• [Exercise goal] Leave out any picture and return the remaining listing below exactly as given.
***
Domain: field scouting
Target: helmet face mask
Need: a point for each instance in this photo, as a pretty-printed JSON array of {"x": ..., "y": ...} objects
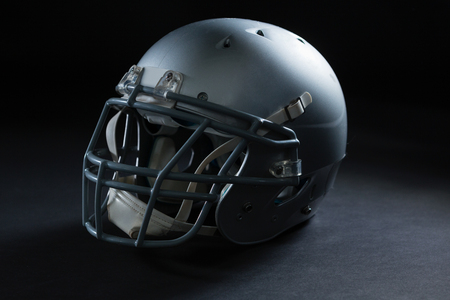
[{"x": 212, "y": 135}]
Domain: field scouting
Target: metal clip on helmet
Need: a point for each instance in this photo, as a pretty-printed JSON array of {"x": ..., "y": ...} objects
[{"x": 225, "y": 127}]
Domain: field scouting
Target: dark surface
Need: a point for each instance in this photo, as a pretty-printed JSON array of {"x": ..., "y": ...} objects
[{"x": 383, "y": 232}]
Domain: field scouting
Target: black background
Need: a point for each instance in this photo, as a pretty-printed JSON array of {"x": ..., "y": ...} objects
[{"x": 382, "y": 233}]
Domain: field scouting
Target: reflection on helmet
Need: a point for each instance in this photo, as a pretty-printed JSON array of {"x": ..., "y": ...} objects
[{"x": 225, "y": 127}]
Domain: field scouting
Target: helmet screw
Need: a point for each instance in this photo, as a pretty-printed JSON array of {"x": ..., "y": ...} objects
[
  {"x": 306, "y": 210},
  {"x": 169, "y": 76},
  {"x": 247, "y": 207}
]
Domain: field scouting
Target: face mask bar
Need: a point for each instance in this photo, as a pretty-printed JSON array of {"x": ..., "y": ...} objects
[{"x": 95, "y": 167}]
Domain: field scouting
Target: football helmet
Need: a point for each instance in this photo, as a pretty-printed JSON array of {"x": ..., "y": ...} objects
[{"x": 226, "y": 127}]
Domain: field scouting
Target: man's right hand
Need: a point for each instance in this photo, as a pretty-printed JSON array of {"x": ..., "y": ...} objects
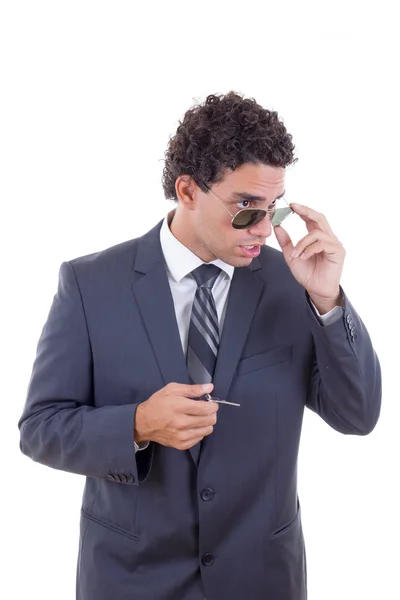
[{"x": 170, "y": 417}]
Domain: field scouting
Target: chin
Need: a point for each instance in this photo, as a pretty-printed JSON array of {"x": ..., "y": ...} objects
[{"x": 238, "y": 261}]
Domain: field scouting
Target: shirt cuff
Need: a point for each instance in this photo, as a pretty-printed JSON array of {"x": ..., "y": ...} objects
[
  {"x": 330, "y": 317},
  {"x": 141, "y": 446}
]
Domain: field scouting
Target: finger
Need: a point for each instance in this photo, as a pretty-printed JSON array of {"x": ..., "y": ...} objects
[
  {"x": 310, "y": 215},
  {"x": 319, "y": 247},
  {"x": 284, "y": 241},
  {"x": 190, "y": 391},
  {"x": 198, "y": 408},
  {"x": 309, "y": 239}
]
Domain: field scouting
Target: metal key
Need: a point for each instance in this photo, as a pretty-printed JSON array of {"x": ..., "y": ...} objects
[{"x": 210, "y": 398}]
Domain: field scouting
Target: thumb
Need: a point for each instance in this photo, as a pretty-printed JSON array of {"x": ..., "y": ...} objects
[{"x": 193, "y": 391}]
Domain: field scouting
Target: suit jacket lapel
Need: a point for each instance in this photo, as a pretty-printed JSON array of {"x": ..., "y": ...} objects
[
  {"x": 153, "y": 295},
  {"x": 244, "y": 296}
]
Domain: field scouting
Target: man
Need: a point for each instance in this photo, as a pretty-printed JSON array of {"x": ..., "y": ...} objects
[{"x": 187, "y": 498}]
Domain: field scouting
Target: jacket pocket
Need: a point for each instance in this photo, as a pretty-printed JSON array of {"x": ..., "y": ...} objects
[
  {"x": 265, "y": 359},
  {"x": 289, "y": 526},
  {"x": 110, "y": 526}
]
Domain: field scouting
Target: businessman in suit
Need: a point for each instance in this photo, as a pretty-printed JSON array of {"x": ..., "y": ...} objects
[{"x": 186, "y": 497}]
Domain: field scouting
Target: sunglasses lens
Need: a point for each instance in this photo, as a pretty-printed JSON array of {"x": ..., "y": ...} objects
[{"x": 248, "y": 217}]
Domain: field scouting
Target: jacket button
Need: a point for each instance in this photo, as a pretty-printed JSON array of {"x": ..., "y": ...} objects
[
  {"x": 207, "y": 559},
  {"x": 207, "y": 494}
]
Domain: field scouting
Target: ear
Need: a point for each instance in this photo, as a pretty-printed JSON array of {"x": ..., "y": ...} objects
[{"x": 186, "y": 190}]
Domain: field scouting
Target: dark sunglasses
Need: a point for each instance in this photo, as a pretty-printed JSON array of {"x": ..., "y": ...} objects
[{"x": 248, "y": 217}]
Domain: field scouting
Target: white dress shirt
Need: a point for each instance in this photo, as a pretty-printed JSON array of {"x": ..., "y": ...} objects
[{"x": 180, "y": 262}]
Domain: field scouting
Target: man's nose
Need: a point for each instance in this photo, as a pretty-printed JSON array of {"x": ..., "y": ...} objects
[{"x": 262, "y": 229}]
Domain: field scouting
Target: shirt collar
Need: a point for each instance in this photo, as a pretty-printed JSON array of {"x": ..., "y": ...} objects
[{"x": 179, "y": 259}]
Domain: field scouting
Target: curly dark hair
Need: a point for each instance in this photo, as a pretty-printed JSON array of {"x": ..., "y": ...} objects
[{"x": 223, "y": 133}]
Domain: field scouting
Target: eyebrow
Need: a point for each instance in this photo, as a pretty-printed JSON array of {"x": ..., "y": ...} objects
[{"x": 253, "y": 198}]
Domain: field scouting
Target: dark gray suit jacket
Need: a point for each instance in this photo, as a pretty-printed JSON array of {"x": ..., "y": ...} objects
[{"x": 166, "y": 524}]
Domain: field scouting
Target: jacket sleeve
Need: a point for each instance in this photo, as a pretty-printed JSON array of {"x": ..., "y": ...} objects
[
  {"x": 345, "y": 386},
  {"x": 60, "y": 426}
]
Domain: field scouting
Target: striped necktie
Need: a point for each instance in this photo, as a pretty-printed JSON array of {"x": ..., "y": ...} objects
[{"x": 203, "y": 338}]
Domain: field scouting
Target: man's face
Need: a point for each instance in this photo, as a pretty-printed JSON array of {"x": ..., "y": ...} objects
[{"x": 211, "y": 234}]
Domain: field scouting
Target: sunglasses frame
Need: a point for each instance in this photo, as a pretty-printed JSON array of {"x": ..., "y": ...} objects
[{"x": 284, "y": 213}]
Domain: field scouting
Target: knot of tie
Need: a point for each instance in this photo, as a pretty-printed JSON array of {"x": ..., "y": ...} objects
[{"x": 206, "y": 275}]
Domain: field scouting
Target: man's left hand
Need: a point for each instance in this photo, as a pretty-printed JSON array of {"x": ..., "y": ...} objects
[{"x": 317, "y": 260}]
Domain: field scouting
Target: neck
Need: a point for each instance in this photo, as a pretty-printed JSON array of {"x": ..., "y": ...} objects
[{"x": 181, "y": 229}]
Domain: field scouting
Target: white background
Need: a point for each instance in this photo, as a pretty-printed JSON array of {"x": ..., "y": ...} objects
[{"x": 91, "y": 92}]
***
• [Full response]
Domain: field scouting
Target: helmet face mask
Need: a point for each instance in this photo, as a pretty-printed JSON array of {"x": ..., "y": ...} objects
[{"x": 212, "y": 135}]
Domain: field scouting
Target: metal clip on helmet
Need: a point for each instance in this photo, as a pretty-printed JSON array of {"x": ..., "y": ...} objects
[{"x": 225, "y": 127}]
Domain: field scouting
Target: dark surface
Need: a point for each instance in this photo, as a pretty-printed JSON array of {"x": ..., "y": ...} objects
[{"x": 383, "y": 232}]
Domain: field scouting
Target: black background
Need: a point for each instance in this photo, as a pretty-printed JSON array of {"x": ..., "y": ...} objects
[{"x": 382, "y": 233}]
Domain: field scouting
Target: reflection on helmet
Need: a point for each instance in this photo, as a pretty-printed JSON array of {"x": ..., "y": ...} objects
[{"x": 225, "y": 127}]
Domain: field scouting
Target: helmet screw
Need: a point for each instance in this photo, as a pretty-printed JSON array of {"x": ..., "y": ...} objects
[
  {"x": 306, "y": 210},
  {"x": 169, "y": 76},
  {"x": 247, "y": 207}
]
Domain: field scouting
Target: face mask bar
Need: a point for each instance in this photo, as a pretty-printed JSON array of {"x": ..., "y": ...} objects
[{"x": 95, "y": 167}]
Domain: field scouting
Target: football helmet
Need: a point for each instance in this photo, as a pretty-printed JSON array of {"x": ..., "y": ...} objects
[{"x": 226, "y": 127}]
Domain: field scouting
Target: man's right hand
Need: a point for each instance in this photo, as a pretty-printed JSON array of {"x": ..., "y": ...} objects
[{"x": 170, "y": 417}]
Domain: field scouting
Target: chin
Need: a point for each instance in this photo, as a pretty-printed JSON array of {"x": ..., "y": ...} objects
[{"x": 238, "y": 261}]
Domain: field scouting
Target: shirt cuff
Need: a point for each instance in this photo, as a pretty-printed JSON array of {"x": ..., "y": ...} objects
[
  {"x": 330, "y": 317},
  {"x": 141, "y": 446}
]
Domain: field scouting
Target: finger
Need: a point for each instance in this photo, as a pretty-printed JSON array of {"x": ..., "y": ...} objects
[
  {"x": 310, "y": 215},
  {"x": 319, "y": 247},
  {"x": 284, "y": 241},
  {"x": 190, "y": 391},
  {"x": 198, "y": 408},
  {"x": 309, "y": 239}
]
Domain: field scouting
Target: metal key
Need: a point for each instance in this photo, as a pretty-printed JSON array of {"x": ..., "y": ...} objects
[{"x": 210, "y": 398}]
Domain: field scouting
Target: thumb
Need: a point for each instance in this photo, as a pretty-printed JSON array of {"x": ..., "y": ...} objects
[{"x": 193, "y": 391}]
Domain: field scouting
Target: suit jacket lapel
Need: a point for each instance in this photo, as a pretty-printed JSON array of {"x": ..., "y": ...} objects
[
  {"x": 153, "y": 295},
  {"x": 244, "y": 296}
]
Domain: field scouting
Target: man
Need: a point for each instance in this photo, as a pretty-printed JSON array of {"x": ..., "y": ...} objects
[{"x": 187, "y": 498}]
Domain: field scouting
Target: jacket pocket
Need: a point for each instance in this photo, as a pretty-printed JSON array of {"x": ..., "y": ...} objects
[
  {"x": 265, "y": 359},
  {"x": 289, "y": 526},
  {"x": 110, "y": 526}
]
Domain: field scouting
Target: businessman in suit
Need: a point for each instance in this photo, as a pretty-printed JSON array of {"x": ..., "y": ...} objects
[{"x": 186, "y": 497}]
Domain: field scouting
Target: sunglasses lens
Need: a point for each instance in this photo, as a pretty-printed JSON array of {"x": ..., "y": ...} objects
[{"x": 248, "y": 217}]
Domain: field scouting
Target: jacket button
Need: a point for each instance in this photo, as a pretty-printed JSON array of {"x": ..., "y": ...} objects
[
  {"x": 207, "y": 559},
  {"x": 207, "y": 494}
]
Domain: field scouting
Target: ear
Need: a point for each instance in this photo, as a pretty-printed JSON array of {"x": ..., "y": ...} objects
[{"x": 186, "y": 190}]
Domain: field scouting
Target: dark sunglasses
Need: a point for each instance in this photo, as a pretty-printed JSON array of {"x": ..., "y": ...} objects
[{"x": 248, "y": 217}]
Domain: field scouting
Target: white dress shirt
Need: a point for each instance in this photo, as a pretty-printed JSON array of {"x": ..., "y": ...} objects
[{"x": 180, "y": 262}]
Domain: field scouting
Target: man's nose
Need: a point for each instance in this photo, as a pretty-printed JSON array of {"x": ..., "y": ...} objects
[{"x": 262, "y": 229}]
Domain: field scouting
Target: shirt collar
Need: a point for each instance in this photo, as a pretty-printed JSON array of {"x": ..., "y": ...} objects
[{"x": 179, "y": 259}]
Domain: field scouting
Target: curly dark hair
Need: a point for each instance in this photo, as a pretty-printed JSON array of {"x": ..., "y": ...} objects
[{"x": 223, "y": 133}]
Domain: field scouting
Target: eyebrow
Need: a point for each instance in this photo, as a pretty-printed JSON array of {"x": ..., "y": ...} objects
[{"x": 253, "y": 198}]
Domain: field scouting
Target: dark gray suit jacket
Need: a point for each instance in this photo, as a pretty-printed JSON array of {"x": ..., "y": ...} objects
[{"x": 166, "y": 524}]
Domain: field scouting
Target: jacket sleeve
Need: a point for each instance in this photo, as a pretty-printed JSON array of {"x": ..., "y": ...} objects
[
  {"x": 345, "y": 386},
  {"x": 60, "y": 426}
]
Domain: field scouting
Target: striped necktie
Need: a point for each instance in this photo, as a pretty-printed JSON array of {"x": ..., "y": ...} objects
[{"x": 203, "y": 338}]
Domain: field scouting
Target: man's face
Need: a point for each instance in this photo, as a pretty-printed JSON array of {"x": ..., "y": ...} objects
[{"x": 211, "y": 234}]
Domain: field scouting
Target: sunglasses frame
Need: a point for each instance in this photo, as a pretty-printed JSON array of {"x": ..., "y": ...} objects
[{"x": 284, "y": 213}]
Domain: field scouting
Target: knot of tie
Need: a point for each instance in this photo, as a pretty-printed JSON array of {"x": ..., "y": ...} objects
[{"x": 206, "y": 275}]
Domain: field scouting
Target: man's left hand
Need: a point for each instance in this photo, as a pretty-printed JSON array of {"x": ..., "y": ...} objects
[{"x": 317, "y": 260}]
Domain: field scouting
Target: neck
Need: a point for each instance in this photo, as a pretty-printed JSON array of {"x": ..., "y": ...} objects
[{"x": 181, "y": 229}]
Domain: field scouting
Target: white background
Need: a point for each instance in this photo, as a pretty-printed JSON array of {"x": ..., "y": ...} objects
[{"x": 91, "y": 92}]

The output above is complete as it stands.